Whichever lines of the entries hold the word "water" should be identified and copied.

====

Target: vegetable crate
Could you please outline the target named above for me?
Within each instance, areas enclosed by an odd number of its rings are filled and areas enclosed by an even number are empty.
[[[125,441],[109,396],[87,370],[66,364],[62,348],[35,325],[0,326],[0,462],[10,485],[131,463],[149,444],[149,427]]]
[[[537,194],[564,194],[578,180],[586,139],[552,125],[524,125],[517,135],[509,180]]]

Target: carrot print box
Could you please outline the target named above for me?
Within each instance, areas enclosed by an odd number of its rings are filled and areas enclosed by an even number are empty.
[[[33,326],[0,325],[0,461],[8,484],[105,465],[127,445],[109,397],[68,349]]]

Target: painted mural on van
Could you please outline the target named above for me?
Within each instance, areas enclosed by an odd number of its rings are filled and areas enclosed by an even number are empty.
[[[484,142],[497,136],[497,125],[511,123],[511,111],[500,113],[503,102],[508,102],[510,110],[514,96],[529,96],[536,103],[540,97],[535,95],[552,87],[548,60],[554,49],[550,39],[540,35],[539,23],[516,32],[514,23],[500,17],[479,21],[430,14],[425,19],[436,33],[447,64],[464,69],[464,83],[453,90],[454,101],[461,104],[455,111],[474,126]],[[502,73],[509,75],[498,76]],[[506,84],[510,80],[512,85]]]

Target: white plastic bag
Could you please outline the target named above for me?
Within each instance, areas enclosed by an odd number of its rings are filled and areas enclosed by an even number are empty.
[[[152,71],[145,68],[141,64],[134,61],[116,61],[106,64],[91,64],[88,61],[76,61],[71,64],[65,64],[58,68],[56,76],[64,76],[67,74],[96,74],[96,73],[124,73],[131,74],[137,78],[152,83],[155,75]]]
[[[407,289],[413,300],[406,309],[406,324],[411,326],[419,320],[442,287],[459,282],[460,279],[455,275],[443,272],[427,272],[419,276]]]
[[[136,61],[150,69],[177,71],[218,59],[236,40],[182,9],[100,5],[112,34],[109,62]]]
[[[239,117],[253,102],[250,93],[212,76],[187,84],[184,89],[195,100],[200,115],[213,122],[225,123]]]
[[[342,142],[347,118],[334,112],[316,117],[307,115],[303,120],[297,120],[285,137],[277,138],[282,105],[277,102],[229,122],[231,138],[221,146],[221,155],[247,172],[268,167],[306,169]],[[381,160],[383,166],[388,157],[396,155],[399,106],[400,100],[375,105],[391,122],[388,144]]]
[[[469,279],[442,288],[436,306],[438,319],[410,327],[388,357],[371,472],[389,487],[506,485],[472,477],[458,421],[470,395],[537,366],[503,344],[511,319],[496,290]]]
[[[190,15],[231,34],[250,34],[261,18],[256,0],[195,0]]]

====

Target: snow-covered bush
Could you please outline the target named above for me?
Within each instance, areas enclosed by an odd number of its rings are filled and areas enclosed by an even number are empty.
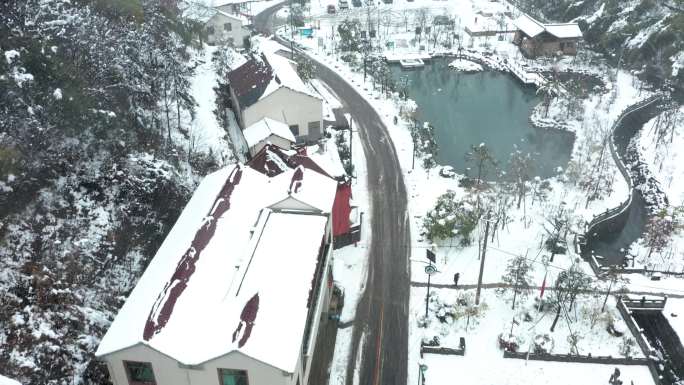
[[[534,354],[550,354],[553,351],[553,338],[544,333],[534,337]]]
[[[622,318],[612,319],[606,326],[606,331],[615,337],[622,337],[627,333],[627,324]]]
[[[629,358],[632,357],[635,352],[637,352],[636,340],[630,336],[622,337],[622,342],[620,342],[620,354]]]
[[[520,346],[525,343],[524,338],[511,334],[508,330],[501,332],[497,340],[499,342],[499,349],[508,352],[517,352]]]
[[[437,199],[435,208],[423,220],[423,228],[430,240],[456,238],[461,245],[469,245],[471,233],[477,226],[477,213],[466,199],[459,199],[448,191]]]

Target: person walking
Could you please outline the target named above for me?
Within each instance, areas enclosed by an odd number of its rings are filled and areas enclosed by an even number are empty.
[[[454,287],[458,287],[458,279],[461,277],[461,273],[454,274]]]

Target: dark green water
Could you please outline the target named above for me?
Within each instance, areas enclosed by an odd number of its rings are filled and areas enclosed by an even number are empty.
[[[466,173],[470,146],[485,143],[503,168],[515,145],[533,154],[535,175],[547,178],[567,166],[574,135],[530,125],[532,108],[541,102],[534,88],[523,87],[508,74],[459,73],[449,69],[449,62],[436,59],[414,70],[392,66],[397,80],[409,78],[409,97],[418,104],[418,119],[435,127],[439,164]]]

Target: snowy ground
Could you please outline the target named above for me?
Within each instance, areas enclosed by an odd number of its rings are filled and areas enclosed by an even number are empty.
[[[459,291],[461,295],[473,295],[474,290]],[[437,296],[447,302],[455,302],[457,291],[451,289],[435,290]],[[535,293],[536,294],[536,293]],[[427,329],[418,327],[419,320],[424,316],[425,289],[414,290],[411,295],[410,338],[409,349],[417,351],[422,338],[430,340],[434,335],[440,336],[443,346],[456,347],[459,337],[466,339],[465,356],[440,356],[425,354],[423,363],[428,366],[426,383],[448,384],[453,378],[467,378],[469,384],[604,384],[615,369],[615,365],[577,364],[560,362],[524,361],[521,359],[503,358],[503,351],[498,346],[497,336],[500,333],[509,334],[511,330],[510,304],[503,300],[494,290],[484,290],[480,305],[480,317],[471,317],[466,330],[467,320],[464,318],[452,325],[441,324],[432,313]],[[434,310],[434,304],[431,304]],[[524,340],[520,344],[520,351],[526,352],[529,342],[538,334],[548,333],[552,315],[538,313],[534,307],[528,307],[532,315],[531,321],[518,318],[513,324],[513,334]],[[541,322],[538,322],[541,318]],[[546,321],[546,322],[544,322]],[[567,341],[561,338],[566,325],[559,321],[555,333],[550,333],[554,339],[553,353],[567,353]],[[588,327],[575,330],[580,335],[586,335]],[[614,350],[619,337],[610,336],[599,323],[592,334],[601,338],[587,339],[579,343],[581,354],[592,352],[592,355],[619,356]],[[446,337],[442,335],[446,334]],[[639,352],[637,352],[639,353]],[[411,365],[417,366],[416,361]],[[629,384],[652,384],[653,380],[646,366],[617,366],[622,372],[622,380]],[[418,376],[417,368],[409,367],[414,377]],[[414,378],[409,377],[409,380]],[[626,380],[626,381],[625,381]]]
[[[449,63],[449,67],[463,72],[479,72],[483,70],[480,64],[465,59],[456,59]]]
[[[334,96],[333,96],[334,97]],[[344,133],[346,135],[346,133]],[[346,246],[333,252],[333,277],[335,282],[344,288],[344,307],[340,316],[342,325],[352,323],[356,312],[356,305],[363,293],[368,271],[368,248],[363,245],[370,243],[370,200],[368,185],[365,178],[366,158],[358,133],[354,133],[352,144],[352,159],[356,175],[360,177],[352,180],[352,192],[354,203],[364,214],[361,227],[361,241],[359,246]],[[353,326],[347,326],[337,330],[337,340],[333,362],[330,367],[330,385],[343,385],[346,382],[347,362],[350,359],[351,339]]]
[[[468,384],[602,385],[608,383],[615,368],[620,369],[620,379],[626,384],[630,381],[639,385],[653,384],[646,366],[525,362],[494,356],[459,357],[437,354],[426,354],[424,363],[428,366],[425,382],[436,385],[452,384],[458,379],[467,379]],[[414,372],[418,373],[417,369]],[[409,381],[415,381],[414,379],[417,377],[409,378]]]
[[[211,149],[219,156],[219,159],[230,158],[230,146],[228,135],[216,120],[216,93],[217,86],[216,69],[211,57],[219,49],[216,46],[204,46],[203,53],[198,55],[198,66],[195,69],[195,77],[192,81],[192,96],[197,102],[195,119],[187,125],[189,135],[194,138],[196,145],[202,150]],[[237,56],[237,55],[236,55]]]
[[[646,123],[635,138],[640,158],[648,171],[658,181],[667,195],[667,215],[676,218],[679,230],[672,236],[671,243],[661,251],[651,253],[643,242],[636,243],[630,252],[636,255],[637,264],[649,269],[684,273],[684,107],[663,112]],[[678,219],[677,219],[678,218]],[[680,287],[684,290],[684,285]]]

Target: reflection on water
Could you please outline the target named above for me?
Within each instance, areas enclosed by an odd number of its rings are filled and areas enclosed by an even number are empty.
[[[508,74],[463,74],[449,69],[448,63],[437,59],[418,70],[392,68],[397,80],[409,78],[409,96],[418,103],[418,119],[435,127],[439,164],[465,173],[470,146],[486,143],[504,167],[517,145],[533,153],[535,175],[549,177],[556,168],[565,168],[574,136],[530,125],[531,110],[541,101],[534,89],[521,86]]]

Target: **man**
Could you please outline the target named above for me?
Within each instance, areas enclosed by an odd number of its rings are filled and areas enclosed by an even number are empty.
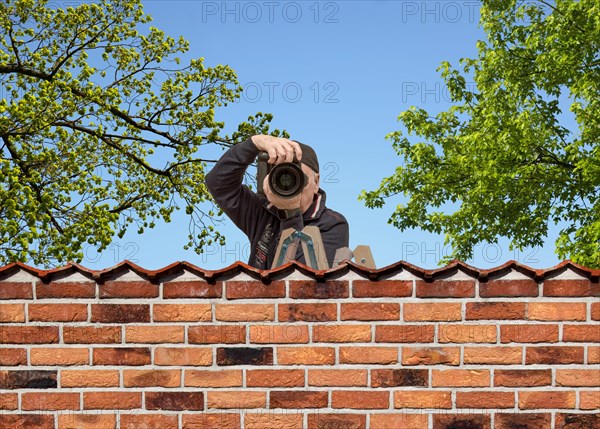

====

■ Exercise answer:
Target: dark green water
Target: reflection on water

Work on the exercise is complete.